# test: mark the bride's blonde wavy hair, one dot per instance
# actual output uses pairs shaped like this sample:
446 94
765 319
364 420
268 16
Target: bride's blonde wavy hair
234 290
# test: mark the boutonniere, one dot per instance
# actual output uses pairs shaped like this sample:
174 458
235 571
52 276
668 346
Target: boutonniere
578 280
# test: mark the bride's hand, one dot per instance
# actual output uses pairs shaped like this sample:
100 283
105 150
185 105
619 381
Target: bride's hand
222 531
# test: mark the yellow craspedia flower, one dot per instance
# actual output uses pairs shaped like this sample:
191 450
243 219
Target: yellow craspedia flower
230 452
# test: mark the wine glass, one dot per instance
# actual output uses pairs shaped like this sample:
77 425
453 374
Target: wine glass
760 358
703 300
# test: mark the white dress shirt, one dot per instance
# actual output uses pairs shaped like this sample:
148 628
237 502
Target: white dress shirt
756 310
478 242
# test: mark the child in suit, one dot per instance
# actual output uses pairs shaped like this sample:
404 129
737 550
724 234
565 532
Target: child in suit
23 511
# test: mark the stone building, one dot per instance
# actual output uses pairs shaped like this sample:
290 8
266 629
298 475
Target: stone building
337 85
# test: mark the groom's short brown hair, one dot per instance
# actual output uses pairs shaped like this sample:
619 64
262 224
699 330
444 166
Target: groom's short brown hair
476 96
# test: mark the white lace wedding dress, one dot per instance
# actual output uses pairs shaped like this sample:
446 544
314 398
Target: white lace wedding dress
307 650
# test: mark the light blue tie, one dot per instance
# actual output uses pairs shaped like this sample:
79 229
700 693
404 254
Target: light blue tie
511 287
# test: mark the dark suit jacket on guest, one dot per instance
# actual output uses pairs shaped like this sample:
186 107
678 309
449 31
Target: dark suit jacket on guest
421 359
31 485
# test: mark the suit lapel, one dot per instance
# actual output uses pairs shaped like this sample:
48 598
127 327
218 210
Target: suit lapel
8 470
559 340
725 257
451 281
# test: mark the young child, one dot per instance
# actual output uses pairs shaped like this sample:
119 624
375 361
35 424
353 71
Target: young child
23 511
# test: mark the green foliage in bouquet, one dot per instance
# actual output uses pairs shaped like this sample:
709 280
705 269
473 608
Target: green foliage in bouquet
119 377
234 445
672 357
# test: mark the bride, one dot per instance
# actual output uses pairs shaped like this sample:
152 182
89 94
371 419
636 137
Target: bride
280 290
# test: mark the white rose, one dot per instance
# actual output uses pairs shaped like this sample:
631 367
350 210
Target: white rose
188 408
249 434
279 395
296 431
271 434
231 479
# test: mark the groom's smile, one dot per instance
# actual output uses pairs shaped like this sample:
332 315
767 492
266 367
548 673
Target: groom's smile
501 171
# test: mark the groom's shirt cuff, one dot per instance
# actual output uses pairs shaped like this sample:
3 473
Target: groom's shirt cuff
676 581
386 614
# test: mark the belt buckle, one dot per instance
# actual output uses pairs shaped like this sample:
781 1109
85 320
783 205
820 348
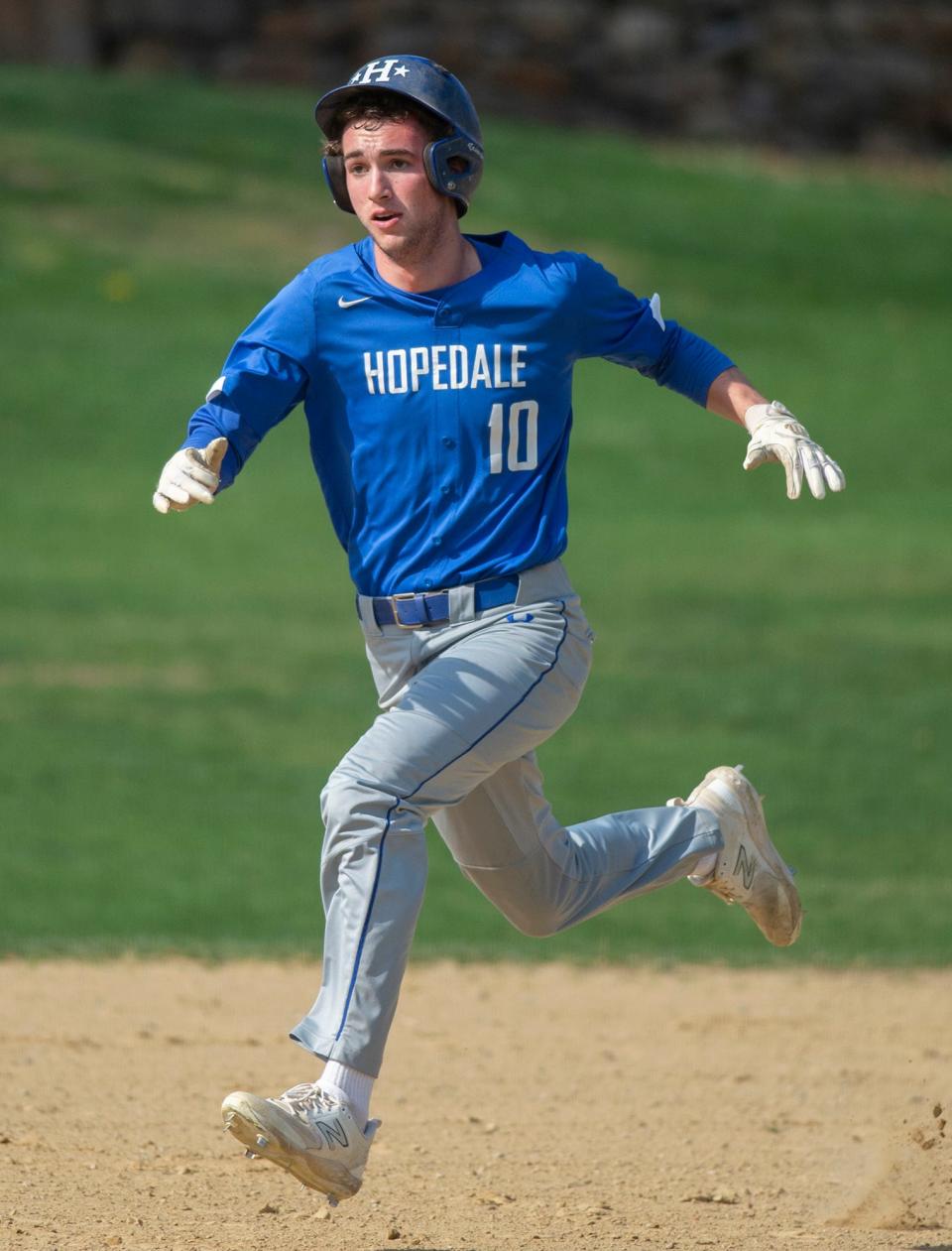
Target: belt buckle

= = = = = = =

* To be done
Can you write out all of the records above again, word for word, leaving out the picture?

* Full answer
# test: mark the bride's blonde wavy hair, one dot per instance
# actual output uses pairs shaped like this sample:
446 94
765 319
364 420
268 16
Target: bride's blonde wavy hair
234 290
# test: mark the boutonniere, one dot per instance
# actual output uses pairs shaped like this sample:
174 458
235 571
52 276
668 346
Target: boutonniere
578 280
# test: mark the bride's hand, one dot per instance
# actual output uses pairs shaped like this sample:
100 283
105 150
185 105
619 381
Target: bride's hand
222 531
# test: mark the yellow craspedia flower, one dot per instance
# actual output uses pairs shaped like this sample:
191 450
243 219
Target: yellow craspedia flower
230 452
# test: mark the wine glass, one dot per instance
# actual output uses pairs shaped like this sample:
77 425
453 374
Target: wine glass
760 358
703 300
# test: mark the white dress shirt, one dot per instance
# actual output uses pairs shaped like this sample:
148 628
237 502
Target: white dress shirt
756 310
478 242
# test: mark the child in suit, one dot per instance
# actual output uses pairs shaped like this sample:
404 129
737 550
724 234
565 532
Target: child in suit
23 511
# test: mark the stone building, one dot per instance
# actual output uses pairs shaped like this sample:
290 8
266 629
298 475
Target: stone building
337 85
# test: mark the groom's short brown hair, one dot per instance
# actual output uses pairs shaped like this sample:
619 64
262 224
699 330
444 166
Target: groom's short brown hair
476 96
# test: mark the white lace wedding dress, one dot per instance
# actual output uses pairs shaped like this sample:
446 544
314 398
Target: white lace wedding dress
307 650
# test: mark the light blue tie, one dot per instance
# actual output uses pairs shaped like this sample:
79 229
700 693
404 254
Target: light blue tie
511 287
# test: mark the dark suit jacket on guest, one dot per instance
# actual output uses pairs shaped like this sample:
186 107
678 309
449 31
Target: dark suit jacket on guest
421 359
31 485
# test: mark the suit lapel, one dot per instance
# actual output uses pairs shaped like this sample:
48 598
127 327
218 210
Target: suit lapel
8 470
559 340
725 257
451 281
# test: mark the young child, one dot per instance
# actual output uses pairs shaped like this sample:
119 624
375 361
35 424
353 71
Target: young child
23 511
# test: mark the green foliage in bouquet, one dot per instance
# actual output uses pairs shaped like this sample:
709 280
705 269
473 608
Target: green foliage in bouquet
119 377
234 445
672 357
# test: mark the bride, one dot per instance
# actual output uses pairs shaped like this sample:
152 182
89 94
371 419
636 137
Target: bride
280 290
# test: mark the white rose, one dot per instance
# actual output uses pairs shaped like this sample:
631 367
350 210
Target: white rose
188 408
249 434
279 395
296 431
271 434
231 479
# test: mark the groom's smile, one dot per instance
# actual output uses pairs shaped like this sample:
332 315
767 492
266 367
548 673
Target: groom's smile
501 171
# test: mark the groom's shirt cuff, one dot per instance
# actual output uses pairs shaped like this sample:
3 473
Target: groom's shirt cuff
676 581
386 614
# test: mark the belt buckle, one dot per instance
# actual output uses pairs shaped like this sample:
781 1109
85 320
783 205
820 348
Target: belt buckle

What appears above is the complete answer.